[Extracted data entries]
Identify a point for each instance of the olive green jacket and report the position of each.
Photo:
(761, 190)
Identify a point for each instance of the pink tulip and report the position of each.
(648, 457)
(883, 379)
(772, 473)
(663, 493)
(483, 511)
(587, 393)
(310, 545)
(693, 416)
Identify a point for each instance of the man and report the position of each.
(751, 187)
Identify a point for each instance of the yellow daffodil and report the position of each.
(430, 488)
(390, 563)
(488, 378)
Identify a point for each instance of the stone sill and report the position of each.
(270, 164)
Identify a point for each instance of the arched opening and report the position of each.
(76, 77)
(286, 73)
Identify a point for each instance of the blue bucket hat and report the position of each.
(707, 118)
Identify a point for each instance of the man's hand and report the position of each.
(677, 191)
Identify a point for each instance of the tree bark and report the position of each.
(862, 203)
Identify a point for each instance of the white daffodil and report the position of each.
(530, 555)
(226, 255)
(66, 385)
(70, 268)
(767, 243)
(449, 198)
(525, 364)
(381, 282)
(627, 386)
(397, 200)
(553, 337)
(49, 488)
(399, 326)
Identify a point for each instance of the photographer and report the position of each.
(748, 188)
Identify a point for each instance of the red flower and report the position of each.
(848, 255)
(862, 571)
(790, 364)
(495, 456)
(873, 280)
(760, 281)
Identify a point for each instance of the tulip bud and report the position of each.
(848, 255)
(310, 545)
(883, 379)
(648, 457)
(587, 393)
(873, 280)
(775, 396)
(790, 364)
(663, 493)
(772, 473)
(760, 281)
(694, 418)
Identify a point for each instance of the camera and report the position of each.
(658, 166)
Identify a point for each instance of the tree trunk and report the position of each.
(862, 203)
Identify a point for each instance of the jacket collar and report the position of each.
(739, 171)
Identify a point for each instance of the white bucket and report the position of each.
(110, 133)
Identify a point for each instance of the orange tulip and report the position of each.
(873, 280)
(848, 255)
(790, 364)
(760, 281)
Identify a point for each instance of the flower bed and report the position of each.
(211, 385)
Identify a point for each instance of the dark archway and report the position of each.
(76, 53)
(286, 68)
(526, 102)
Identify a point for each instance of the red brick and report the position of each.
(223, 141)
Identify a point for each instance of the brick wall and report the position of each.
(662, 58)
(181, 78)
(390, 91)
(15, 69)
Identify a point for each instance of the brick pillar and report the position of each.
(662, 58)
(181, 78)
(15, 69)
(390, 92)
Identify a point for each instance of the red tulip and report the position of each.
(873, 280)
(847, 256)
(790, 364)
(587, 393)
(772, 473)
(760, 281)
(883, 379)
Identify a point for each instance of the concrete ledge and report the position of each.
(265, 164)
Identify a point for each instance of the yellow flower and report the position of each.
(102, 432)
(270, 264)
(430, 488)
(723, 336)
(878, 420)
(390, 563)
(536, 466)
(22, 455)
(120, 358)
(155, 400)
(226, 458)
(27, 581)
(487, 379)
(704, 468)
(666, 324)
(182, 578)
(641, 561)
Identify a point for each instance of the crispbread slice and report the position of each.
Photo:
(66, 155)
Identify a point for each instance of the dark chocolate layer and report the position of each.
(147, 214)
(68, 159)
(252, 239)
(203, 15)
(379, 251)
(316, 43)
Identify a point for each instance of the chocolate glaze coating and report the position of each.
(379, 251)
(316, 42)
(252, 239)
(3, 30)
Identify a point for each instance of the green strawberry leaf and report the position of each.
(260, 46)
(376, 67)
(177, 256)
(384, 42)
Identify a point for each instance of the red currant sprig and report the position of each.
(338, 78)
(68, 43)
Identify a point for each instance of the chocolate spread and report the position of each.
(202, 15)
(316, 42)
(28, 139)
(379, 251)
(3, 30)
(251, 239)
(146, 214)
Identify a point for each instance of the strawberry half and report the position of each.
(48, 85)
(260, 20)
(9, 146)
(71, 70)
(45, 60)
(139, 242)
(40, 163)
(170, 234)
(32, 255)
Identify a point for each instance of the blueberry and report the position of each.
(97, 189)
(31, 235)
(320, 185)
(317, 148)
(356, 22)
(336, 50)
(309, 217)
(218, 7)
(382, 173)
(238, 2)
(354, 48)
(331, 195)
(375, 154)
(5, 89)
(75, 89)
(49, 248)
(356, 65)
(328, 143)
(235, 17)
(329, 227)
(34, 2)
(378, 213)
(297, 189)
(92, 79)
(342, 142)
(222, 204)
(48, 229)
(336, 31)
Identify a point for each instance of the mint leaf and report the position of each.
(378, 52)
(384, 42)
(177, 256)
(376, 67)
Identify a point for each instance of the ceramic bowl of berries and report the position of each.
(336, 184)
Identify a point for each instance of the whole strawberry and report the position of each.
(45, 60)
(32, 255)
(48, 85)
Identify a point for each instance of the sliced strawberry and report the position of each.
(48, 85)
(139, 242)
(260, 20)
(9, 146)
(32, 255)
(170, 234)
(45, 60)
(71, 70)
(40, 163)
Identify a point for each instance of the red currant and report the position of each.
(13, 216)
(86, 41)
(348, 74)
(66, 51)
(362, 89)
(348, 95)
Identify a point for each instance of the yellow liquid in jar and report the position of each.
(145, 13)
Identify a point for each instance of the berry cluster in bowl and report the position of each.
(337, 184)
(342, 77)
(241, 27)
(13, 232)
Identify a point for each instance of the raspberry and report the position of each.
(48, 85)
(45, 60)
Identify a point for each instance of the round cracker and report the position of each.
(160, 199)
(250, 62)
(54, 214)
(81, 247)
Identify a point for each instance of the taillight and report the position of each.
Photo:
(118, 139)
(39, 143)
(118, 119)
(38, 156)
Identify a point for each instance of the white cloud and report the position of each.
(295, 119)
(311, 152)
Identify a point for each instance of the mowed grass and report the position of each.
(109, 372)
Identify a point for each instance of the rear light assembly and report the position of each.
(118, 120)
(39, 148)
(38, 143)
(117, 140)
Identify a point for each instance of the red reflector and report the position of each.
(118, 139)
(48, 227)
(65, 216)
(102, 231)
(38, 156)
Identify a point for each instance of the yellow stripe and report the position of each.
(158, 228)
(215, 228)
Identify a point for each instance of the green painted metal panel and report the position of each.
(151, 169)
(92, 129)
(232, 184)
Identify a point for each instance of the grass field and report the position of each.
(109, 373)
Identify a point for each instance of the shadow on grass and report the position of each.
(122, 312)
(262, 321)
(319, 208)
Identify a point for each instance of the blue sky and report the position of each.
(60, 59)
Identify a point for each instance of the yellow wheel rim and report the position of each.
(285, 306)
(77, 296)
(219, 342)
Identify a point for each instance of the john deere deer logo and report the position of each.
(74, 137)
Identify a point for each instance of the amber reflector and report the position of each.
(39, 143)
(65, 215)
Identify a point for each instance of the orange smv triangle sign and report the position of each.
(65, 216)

→ Brief:
Please reproduce the stretch of material from the line containing "Identify a point for each instance of the berry" through the end of the material, swapping "reflector" for "reflective disc" and leaving everything else unchanged.

→ Answer to this problem:
Identify a point for each instance of the berry cluster in bowl and report the position of each.
(337, 184)
(342, 77)
(241, 27)
(13, 232)
Identify a point for each instance of the raspberry and report the position of each.
(48, 85)
(45, 60)
Identify a point for each instance of the round cracker and report the position of each.
(160, 199)
(250, 62)
(54, 214)
(81, 247)
Identify a point for each instance of the taillight and report the position of each.
Photo:
(118, 139)
(39, 143)
(118, 119)
(38, 156)
Identify a point for each instance of the white cloud and report the position of each.
(295, 119)
(311, 152)
Identify a point for each instance of the mowed grass and report the position of each.
(109, 372)
Identify a point for each instance of the rear light assembly and report the position of each.
(118, 120)
(39, 148)
(38, 143)
(117, 140)
Identify a point for each instance of the red reflective disc and report the position of each.
(118, 139)
(48, 227)
(65, 216)
(102, 231)
(38, 156)
Identify a point for each instance of the yellow stripe and report the position of each.
(158, 228)
(215, 228)
Identify a point for each instance of the green painted metal panel and report the position of each.
(151, 169)
(92, 129)
(232, 184)
Identify a point for each instance of the grass field and report the position of each.
(109, 373)
Identify a point for each instance of the shadow on grass and report the position of each.
(122, 312)
(262, 321)
(319, 208)
Identify a point for each instance of the blue sky and report the position of each.
(60, 59)
Identify a point for each instance of the yellow wheel rim and report the position of each.
(285, 306)
(77, 296)
(219, 342)
Identify a point for each instance of the john deere deer logo and report the position of each.
(74, 137)
Identify a point for each instance of the amber reflective disc and report the position of each.
(39, 143)
(65, 215)
Identify a point for each instance of the orange smv triangle sign and report the position of each.
(65, 216)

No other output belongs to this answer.